:: RECORD EXCERPTS ::

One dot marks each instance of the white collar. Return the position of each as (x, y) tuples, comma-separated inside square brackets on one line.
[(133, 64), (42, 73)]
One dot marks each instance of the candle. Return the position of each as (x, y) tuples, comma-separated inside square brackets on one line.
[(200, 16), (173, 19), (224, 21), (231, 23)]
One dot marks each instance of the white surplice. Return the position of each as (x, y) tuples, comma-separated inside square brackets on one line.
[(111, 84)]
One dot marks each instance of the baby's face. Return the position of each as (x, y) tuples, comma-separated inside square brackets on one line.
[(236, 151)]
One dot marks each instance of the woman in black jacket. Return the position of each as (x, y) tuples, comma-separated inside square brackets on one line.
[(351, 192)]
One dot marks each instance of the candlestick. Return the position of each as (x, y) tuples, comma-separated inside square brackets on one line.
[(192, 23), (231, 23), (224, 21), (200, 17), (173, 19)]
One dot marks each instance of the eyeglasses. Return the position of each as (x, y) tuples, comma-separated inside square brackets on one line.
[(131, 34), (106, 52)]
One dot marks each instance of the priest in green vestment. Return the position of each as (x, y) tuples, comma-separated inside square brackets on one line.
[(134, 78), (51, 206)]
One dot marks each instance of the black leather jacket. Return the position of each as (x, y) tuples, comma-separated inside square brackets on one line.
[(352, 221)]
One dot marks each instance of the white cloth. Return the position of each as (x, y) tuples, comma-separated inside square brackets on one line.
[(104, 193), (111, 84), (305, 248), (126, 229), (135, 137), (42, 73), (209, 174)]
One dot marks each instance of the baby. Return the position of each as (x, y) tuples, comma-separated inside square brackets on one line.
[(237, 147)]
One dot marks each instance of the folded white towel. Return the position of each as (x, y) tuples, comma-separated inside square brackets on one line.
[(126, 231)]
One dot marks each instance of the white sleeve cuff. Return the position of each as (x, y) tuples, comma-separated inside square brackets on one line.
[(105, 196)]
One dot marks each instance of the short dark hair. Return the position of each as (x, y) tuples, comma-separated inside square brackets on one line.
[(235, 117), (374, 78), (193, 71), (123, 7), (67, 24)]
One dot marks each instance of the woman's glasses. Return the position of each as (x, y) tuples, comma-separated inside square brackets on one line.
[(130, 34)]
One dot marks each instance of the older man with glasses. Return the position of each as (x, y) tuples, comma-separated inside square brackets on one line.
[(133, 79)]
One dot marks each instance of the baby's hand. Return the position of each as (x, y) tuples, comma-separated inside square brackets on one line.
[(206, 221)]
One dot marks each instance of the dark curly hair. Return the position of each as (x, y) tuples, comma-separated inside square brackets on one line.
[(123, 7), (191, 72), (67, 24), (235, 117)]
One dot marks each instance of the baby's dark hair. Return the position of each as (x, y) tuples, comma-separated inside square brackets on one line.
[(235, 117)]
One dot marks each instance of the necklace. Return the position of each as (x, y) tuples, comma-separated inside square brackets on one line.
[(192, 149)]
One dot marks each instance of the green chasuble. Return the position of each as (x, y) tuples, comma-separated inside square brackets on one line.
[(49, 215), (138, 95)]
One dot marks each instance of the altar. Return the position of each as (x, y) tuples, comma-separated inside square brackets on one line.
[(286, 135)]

:::

WHAT YOU WILL DO
Quote the rows word for word, starting with the line that contains "One dot marks each instance of the green" and continuing through the final line of the rows.

FINISHED TASK
One dot marks each instance of the green chasuble. Return the position of each as (x, y) tuples, comma-separated inside square brackets on one line.
[(49, 215), (138, 95)]
One dot marks each instance of the altar. Return the position of each as (x, y) tuples, comma-separated inside square brackets on one line.
[(286, 135)]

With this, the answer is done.